→ Text for analysis
________

Whimemsz wrote: Sat Mar 21, 2020 4:44 pm
Raphael wrote: Sat Mar 21, 2020 11:55 am
Whimemsz wrote: Sat Mar 21, 2020 11:23 am I hold basically no right-wing policy views, and I despise Trump and think he's the worst president in modern American history, but I have to say I'm really getting tired of constantly seeing shit like this:

It's inappropriate to mock "right-wingers", which is such an immensely broad group. It's fine to criticize individual politicians or figures for actions they've taken or things they've said or policy views they hold, it's not fine to brand a large fraction of American adults (a larger fraction than left-wingers!) as complete lunatics,
As far as I can see, in the statement you quoted I neither mocked right-wingers, nor insulted them, nor branded them complete lunatics. I made a specific observation about how they see things.

________

→ Material shown

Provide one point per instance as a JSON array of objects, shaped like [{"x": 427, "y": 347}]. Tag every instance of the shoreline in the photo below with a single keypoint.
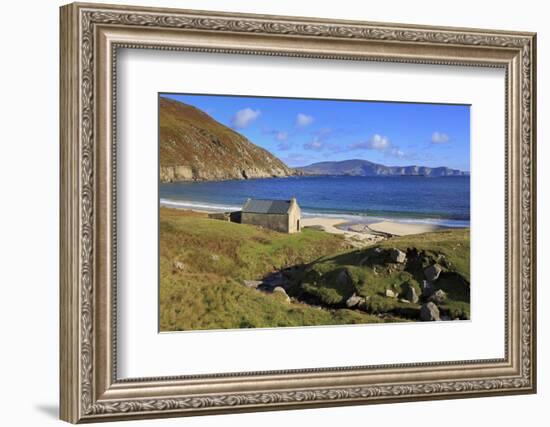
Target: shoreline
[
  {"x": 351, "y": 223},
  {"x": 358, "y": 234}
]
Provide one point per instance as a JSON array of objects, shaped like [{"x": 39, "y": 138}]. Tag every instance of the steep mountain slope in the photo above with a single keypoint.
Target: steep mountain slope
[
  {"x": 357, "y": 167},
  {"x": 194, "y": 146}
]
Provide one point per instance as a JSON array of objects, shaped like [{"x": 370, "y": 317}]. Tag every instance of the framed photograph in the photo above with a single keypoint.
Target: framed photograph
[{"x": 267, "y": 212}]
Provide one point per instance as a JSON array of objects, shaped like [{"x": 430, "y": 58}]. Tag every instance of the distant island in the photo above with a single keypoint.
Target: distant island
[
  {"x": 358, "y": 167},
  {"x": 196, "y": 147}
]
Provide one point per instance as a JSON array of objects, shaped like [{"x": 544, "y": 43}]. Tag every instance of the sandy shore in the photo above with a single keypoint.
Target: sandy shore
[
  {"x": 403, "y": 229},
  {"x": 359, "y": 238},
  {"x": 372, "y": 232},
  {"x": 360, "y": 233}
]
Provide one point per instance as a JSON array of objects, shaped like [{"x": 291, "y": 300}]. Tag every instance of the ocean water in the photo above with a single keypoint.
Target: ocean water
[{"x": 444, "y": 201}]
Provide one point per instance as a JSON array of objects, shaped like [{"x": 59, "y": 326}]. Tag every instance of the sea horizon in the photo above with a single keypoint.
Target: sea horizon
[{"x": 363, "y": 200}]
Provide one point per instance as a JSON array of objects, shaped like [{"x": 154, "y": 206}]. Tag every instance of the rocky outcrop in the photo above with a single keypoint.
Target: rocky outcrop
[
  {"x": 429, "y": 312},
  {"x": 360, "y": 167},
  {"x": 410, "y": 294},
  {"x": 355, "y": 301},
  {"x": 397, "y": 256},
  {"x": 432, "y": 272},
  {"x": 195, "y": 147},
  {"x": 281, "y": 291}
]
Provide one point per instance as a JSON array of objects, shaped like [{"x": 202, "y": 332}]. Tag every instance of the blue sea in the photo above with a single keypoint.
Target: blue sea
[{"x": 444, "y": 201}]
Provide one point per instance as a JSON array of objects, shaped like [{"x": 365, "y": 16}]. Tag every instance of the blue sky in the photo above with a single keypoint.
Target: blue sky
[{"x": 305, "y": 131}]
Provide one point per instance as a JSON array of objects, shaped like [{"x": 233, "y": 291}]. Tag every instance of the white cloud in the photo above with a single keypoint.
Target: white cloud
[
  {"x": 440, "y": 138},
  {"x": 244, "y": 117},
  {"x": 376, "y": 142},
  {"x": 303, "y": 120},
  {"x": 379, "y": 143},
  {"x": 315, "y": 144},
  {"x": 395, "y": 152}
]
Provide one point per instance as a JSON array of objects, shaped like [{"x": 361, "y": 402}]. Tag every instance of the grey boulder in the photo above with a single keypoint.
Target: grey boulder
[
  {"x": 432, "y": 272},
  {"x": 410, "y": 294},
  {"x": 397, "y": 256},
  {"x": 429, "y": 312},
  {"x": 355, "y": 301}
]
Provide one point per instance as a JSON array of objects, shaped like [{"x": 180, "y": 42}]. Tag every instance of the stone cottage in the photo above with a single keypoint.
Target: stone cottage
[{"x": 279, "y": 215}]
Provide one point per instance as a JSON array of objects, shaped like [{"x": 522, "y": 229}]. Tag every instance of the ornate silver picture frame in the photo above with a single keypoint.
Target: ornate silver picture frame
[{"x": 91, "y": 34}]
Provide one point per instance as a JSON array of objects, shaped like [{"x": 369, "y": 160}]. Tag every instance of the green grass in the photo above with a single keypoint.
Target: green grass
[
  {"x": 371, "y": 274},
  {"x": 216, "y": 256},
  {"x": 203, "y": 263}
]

________

→ Work order 1
Decide whether each statement agrees with the forum exchange: (a) the writer who despises Trump calls him the worst president in modern American history; (b) left-wingers are said to be a larger fraction of American adults than right-wingers; (c) the reply claims to have made a specific observation about how right-wingers see things. For each, answer yes or no and quote the deciding words.
→ Work order 2
Proceed with the forum exchange, picking up after its final sentence.
The lines are separate material and have nothing to do with the forum exchange.

→ Task result 1
(a) Yes: "I despise Trump and think he's the worst president in modern American history"
(b) No: "a larger fraction than left-wingers!"
(c) Yes: "I made a specific observation about how they see things."

→ Task result 2
Saying that all right wingers approve of people "constantly losing any semblance of self-control and exploding into spittle-flecked rage" is, (a) attributing a trait to ALL "right wingers", which is clearly improper, and also (b) factually false, and also (c) an insult, since it's obviously a negative trait (I promise you the vast majority of right wingers will agree on this point), and you obviously consider it to be one. So you have falsely accused all "right-wingers" of a negative trait: "being complete lunatics" was my shorthand for this; I agree that's not precisely what you accused them of. Perhaps in retrospect "supporting lunatic/unhinged behavior" or something might have been more accurate, but the basic point that you insulted all right-wingers still stands.
Ok, I change my statement to "many right-wingers, probably including many of the most passionate Trump supporters, believe that constantly losing any semblance of self-control and exploding into spittle-flecked rage is a cool, tough, strong, and manly thing to do".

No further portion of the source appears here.